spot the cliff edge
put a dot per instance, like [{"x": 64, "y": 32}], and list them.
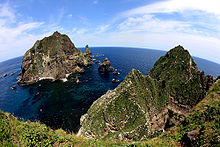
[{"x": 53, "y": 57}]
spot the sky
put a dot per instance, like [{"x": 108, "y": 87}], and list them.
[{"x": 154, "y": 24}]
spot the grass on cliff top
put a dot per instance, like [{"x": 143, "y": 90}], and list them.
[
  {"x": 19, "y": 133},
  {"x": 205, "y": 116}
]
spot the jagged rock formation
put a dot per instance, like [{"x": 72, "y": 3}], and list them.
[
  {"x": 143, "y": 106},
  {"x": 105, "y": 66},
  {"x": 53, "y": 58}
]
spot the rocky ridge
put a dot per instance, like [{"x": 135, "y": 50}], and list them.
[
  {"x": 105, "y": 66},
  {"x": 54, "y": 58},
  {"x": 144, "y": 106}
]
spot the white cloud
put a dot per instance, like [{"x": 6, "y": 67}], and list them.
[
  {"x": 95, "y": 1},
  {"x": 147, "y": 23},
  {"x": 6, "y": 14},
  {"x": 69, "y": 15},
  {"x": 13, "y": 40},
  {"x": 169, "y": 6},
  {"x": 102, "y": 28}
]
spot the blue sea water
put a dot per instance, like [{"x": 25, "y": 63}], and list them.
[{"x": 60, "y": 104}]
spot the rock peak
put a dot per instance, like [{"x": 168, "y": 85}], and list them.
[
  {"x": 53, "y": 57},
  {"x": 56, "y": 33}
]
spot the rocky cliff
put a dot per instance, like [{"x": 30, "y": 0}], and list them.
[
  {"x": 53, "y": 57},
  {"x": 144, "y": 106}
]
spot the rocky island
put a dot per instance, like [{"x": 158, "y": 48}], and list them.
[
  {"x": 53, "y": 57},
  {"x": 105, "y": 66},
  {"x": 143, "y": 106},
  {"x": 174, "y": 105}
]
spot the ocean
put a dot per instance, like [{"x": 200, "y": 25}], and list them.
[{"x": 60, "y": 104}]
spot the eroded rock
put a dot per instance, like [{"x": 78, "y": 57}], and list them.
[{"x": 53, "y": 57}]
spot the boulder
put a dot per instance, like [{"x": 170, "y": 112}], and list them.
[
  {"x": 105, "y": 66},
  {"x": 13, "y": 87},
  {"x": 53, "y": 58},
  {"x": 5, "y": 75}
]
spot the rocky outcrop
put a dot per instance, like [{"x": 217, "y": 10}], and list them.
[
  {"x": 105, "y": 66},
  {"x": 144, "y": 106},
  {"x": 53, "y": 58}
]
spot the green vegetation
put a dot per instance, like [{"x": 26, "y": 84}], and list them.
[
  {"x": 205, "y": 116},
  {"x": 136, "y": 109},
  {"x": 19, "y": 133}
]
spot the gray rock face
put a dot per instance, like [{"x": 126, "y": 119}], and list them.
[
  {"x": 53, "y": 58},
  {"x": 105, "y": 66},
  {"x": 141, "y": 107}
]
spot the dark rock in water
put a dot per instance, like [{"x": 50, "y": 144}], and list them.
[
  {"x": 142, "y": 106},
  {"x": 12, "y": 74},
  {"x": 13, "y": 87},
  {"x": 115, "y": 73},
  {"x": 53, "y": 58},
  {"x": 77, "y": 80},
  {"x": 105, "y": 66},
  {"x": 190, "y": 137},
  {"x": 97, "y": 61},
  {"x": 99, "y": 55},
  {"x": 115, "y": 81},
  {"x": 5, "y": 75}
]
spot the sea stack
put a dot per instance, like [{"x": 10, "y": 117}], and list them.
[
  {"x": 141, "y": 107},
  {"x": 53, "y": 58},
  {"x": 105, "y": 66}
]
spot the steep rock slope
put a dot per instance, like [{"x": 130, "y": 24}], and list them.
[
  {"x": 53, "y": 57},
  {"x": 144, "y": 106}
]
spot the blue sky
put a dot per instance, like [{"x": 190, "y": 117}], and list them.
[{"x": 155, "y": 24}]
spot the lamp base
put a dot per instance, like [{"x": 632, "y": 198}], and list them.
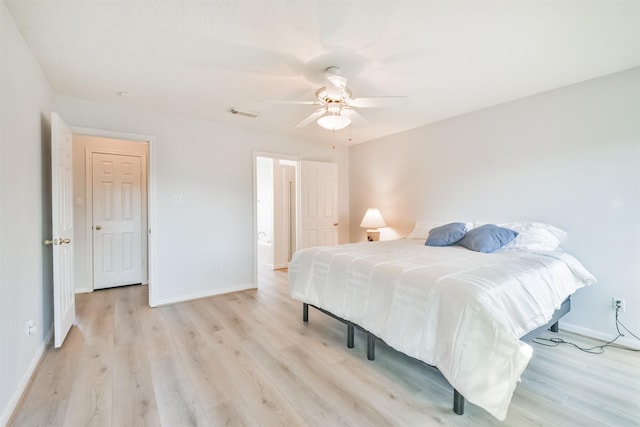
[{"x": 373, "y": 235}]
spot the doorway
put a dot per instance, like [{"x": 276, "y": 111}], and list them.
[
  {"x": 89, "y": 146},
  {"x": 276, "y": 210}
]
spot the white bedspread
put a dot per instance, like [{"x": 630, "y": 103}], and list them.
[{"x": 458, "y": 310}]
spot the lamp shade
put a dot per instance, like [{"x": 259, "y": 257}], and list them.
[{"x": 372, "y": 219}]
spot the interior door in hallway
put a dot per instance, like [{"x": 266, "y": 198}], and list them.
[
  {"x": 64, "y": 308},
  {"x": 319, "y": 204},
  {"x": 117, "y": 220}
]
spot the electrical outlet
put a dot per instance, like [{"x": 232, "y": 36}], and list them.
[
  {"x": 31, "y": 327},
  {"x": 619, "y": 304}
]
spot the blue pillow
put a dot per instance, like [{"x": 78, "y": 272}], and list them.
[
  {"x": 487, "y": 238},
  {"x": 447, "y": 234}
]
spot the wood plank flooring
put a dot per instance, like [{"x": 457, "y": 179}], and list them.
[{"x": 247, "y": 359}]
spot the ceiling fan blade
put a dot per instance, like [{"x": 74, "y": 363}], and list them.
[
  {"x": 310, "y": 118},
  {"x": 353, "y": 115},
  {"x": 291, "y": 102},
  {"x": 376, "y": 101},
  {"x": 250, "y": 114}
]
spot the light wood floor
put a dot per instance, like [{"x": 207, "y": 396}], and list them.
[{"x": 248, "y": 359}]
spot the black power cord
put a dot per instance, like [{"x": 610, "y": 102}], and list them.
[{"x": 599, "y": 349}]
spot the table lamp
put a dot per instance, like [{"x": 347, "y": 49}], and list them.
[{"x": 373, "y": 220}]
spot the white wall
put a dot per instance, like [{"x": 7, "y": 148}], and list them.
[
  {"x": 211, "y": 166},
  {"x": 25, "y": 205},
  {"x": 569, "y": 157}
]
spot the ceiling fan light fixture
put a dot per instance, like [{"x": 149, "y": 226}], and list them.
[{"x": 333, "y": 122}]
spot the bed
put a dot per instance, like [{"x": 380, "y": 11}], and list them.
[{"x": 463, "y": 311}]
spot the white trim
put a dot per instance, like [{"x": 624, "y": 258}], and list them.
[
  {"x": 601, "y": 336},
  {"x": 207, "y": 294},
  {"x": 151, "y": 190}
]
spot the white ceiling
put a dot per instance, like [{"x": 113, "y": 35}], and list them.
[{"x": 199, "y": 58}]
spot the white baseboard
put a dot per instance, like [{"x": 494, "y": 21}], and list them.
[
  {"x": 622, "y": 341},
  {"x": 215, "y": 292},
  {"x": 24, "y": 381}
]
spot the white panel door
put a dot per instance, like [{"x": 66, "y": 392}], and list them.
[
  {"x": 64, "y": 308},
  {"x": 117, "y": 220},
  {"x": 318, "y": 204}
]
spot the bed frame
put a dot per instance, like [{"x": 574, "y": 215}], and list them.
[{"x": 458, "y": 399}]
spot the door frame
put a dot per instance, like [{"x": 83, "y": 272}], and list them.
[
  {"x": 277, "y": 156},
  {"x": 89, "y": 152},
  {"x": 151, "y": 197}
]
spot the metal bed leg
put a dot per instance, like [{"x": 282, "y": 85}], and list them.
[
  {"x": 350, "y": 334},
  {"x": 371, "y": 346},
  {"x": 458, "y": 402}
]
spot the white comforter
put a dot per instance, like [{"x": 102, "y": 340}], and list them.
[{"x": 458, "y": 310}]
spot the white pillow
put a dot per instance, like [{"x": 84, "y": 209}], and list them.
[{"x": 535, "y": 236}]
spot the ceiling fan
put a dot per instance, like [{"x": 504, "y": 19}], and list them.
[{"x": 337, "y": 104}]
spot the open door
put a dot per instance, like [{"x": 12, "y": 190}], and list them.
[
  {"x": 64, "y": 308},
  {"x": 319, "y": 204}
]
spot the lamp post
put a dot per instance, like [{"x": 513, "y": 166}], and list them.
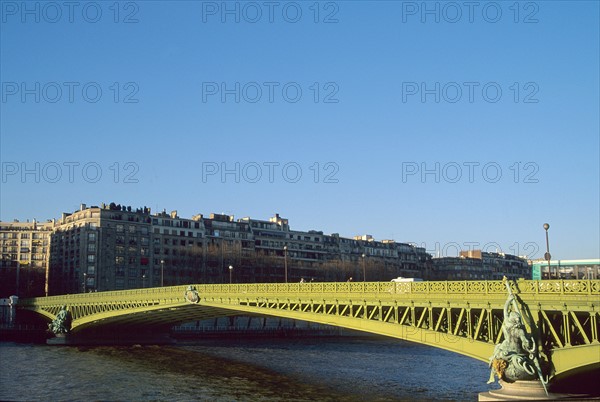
...
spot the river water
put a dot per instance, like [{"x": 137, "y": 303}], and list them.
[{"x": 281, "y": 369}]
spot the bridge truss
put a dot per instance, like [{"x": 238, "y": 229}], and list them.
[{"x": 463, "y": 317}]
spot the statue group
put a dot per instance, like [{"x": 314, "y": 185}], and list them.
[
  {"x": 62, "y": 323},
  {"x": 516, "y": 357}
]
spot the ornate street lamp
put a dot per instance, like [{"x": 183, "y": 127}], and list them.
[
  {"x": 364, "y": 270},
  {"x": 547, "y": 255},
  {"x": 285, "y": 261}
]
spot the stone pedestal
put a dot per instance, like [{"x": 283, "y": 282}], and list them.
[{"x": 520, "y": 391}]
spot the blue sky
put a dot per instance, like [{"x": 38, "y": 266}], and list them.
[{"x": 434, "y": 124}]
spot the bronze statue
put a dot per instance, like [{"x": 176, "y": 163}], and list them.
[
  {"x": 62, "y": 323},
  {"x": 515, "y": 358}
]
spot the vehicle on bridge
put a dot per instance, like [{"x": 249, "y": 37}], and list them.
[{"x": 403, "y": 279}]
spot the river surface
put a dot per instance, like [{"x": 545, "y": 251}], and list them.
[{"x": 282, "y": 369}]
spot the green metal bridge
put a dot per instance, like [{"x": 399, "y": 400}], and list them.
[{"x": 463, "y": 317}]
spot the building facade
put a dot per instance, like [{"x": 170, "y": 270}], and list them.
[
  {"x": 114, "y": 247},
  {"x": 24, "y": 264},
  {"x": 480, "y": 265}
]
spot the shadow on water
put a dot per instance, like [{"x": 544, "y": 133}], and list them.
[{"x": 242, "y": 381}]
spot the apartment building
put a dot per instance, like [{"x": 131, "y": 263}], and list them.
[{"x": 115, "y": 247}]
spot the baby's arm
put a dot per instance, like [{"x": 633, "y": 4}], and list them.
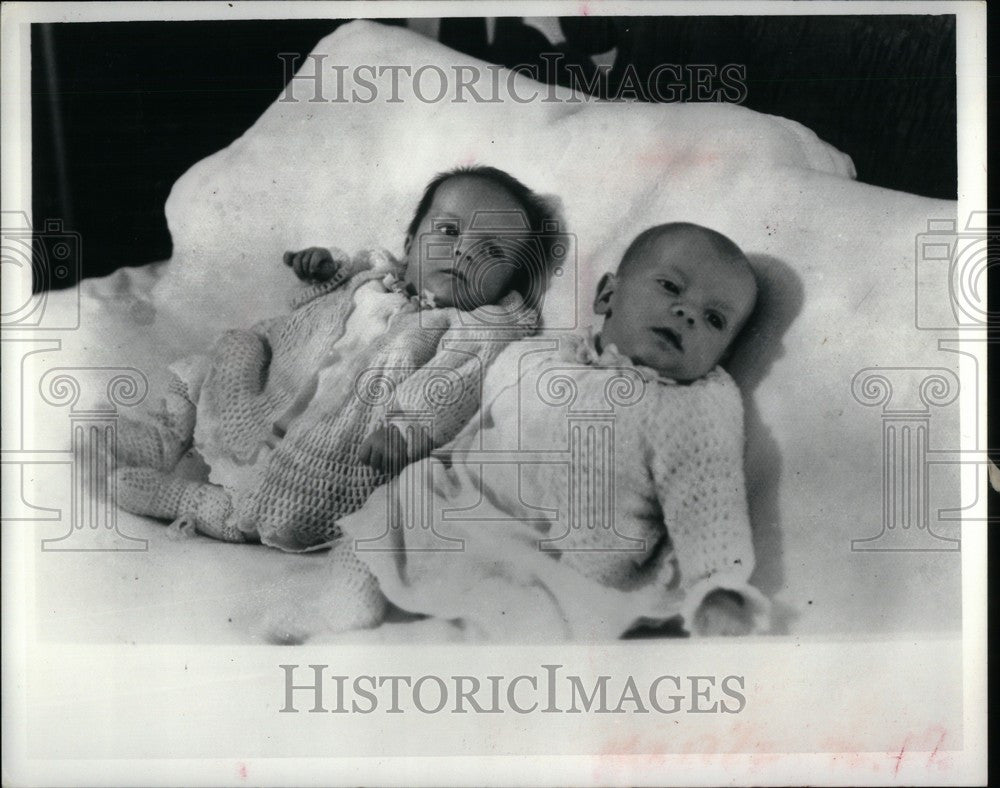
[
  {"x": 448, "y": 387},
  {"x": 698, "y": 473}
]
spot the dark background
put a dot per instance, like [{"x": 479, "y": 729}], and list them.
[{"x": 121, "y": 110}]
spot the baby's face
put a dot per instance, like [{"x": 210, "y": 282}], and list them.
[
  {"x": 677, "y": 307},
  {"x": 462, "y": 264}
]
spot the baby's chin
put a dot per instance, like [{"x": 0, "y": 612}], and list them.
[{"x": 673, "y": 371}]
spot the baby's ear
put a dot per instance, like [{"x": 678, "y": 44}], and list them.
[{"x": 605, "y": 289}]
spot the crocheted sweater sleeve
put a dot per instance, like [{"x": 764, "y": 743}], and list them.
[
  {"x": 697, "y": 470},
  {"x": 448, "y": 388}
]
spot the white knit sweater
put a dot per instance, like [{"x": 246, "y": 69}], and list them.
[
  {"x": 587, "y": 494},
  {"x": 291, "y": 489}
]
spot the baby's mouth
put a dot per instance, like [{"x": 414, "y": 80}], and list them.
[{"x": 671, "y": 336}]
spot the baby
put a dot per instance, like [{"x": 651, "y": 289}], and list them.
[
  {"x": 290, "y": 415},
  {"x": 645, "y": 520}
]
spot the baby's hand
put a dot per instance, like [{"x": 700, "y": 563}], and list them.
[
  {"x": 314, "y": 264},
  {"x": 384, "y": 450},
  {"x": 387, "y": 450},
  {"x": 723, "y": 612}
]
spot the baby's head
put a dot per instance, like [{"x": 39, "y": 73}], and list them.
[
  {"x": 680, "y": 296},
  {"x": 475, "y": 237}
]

WHAT TO DO: Each line that holds the string "water" is to be copied from the entries above.

ANSWER TO THE EXERCISE:
spot the blue sea water
spot the dark rock in water
spot the river water
spot the shadow on water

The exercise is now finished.